→ **Exercise goal**:
Show every line in the entries below that contains the string "light", copying each line in full.

→ **Entries provided**:

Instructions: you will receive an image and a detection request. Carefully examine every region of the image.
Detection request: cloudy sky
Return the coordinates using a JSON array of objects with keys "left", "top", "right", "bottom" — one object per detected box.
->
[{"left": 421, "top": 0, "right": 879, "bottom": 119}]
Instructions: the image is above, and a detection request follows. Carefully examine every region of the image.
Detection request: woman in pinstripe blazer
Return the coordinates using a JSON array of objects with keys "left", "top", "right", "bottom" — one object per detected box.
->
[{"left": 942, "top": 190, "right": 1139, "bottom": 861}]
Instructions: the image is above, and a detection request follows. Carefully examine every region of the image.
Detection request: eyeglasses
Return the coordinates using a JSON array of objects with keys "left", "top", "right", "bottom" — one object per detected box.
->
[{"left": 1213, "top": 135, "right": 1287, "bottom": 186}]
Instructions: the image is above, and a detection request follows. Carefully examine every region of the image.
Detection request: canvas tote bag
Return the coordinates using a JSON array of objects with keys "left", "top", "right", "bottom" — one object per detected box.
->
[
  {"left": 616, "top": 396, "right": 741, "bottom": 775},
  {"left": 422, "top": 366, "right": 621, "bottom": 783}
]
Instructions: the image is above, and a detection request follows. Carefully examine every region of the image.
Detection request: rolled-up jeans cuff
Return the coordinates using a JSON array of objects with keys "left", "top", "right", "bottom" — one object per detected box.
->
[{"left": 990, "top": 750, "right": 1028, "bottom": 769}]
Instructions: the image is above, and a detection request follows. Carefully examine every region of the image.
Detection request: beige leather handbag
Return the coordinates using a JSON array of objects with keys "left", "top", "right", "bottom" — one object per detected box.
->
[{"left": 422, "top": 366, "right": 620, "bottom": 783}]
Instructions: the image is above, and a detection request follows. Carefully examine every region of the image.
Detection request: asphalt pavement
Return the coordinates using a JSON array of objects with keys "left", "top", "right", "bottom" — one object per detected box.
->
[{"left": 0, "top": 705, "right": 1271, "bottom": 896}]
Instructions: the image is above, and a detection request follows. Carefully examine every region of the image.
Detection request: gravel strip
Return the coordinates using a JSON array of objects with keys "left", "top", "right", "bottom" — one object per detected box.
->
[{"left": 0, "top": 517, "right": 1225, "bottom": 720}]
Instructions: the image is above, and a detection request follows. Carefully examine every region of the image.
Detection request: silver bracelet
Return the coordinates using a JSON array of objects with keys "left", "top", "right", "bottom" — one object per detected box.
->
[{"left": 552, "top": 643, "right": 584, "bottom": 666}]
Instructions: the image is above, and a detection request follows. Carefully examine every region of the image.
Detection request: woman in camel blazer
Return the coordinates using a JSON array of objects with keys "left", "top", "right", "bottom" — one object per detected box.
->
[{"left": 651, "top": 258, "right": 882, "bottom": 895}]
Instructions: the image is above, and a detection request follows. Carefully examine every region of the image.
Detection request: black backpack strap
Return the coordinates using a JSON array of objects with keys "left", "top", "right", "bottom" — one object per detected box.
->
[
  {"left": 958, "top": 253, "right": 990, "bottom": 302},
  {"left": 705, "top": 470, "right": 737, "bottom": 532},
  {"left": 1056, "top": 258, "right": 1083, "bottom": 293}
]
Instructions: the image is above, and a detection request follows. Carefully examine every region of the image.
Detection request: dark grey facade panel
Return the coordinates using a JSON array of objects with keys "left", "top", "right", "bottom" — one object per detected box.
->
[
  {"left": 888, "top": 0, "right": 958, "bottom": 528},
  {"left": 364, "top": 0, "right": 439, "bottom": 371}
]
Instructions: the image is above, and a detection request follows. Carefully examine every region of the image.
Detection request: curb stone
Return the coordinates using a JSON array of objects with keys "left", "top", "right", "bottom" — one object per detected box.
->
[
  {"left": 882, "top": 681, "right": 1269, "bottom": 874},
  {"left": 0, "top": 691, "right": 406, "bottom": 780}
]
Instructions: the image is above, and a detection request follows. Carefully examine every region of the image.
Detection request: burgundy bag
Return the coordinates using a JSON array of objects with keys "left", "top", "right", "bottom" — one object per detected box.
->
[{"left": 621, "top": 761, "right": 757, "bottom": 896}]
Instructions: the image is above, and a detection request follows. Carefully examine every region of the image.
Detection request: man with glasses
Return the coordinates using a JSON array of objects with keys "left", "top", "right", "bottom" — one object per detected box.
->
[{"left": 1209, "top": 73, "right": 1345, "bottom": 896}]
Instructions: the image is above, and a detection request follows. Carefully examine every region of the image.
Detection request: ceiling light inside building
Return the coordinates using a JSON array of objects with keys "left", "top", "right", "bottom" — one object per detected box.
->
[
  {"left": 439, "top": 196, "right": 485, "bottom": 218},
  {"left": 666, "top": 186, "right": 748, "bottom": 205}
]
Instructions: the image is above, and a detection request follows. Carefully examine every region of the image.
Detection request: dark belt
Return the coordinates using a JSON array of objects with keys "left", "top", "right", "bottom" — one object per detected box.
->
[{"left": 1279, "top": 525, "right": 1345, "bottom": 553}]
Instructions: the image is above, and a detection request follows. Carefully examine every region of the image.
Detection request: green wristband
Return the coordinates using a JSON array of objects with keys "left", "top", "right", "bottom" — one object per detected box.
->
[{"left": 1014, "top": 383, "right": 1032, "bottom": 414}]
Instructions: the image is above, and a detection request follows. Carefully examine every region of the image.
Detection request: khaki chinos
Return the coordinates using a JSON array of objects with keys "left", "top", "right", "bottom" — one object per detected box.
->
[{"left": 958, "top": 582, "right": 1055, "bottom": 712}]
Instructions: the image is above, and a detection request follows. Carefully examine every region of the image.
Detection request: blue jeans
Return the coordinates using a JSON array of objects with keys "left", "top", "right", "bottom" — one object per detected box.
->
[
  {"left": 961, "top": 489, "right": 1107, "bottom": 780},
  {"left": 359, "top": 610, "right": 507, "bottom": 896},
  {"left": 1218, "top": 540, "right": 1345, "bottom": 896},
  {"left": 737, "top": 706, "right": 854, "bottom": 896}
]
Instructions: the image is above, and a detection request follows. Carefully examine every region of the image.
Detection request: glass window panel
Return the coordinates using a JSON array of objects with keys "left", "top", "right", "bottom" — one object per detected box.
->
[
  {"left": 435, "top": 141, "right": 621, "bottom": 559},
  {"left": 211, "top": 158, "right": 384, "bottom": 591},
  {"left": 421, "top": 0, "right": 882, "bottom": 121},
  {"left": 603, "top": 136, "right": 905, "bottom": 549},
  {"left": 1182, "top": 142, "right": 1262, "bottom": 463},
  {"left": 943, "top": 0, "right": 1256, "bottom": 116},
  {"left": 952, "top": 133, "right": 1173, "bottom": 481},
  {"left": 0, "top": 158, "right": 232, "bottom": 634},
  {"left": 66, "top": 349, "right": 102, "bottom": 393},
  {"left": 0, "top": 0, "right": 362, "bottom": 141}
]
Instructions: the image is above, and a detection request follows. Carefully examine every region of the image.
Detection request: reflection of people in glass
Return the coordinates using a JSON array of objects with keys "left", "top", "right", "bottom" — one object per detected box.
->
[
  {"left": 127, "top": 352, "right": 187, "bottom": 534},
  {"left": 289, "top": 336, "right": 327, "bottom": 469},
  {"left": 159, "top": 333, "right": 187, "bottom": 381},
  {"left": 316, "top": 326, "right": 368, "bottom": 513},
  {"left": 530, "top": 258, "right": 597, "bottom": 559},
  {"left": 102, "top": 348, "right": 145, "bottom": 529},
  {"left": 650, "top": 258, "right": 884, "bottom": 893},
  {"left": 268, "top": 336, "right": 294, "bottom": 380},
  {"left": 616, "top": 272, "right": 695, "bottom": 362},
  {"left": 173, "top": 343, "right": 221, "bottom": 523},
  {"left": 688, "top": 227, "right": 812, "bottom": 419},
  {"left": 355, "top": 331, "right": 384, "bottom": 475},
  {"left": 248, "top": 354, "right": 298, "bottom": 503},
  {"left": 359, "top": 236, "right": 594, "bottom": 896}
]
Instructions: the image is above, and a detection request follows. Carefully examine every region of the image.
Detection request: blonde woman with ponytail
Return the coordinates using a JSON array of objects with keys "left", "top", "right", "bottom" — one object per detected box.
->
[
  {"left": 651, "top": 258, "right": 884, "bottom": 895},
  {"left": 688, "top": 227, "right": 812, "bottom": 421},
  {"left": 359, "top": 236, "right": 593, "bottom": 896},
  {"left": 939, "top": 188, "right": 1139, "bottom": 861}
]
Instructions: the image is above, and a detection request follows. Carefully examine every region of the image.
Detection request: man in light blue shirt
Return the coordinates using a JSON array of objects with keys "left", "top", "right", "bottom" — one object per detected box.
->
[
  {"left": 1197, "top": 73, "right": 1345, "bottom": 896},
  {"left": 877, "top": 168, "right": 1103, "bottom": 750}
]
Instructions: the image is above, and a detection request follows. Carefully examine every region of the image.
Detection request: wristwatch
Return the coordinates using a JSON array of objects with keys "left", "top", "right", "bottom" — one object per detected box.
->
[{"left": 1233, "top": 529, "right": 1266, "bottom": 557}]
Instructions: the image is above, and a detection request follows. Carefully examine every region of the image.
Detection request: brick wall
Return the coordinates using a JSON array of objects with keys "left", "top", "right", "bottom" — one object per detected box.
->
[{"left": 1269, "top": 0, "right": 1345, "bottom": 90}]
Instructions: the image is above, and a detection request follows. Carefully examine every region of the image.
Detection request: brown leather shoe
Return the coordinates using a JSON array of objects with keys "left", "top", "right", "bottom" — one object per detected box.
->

→ **Task output**:
Detection request: ceiling light inside building
Detection request: man in light blue shirt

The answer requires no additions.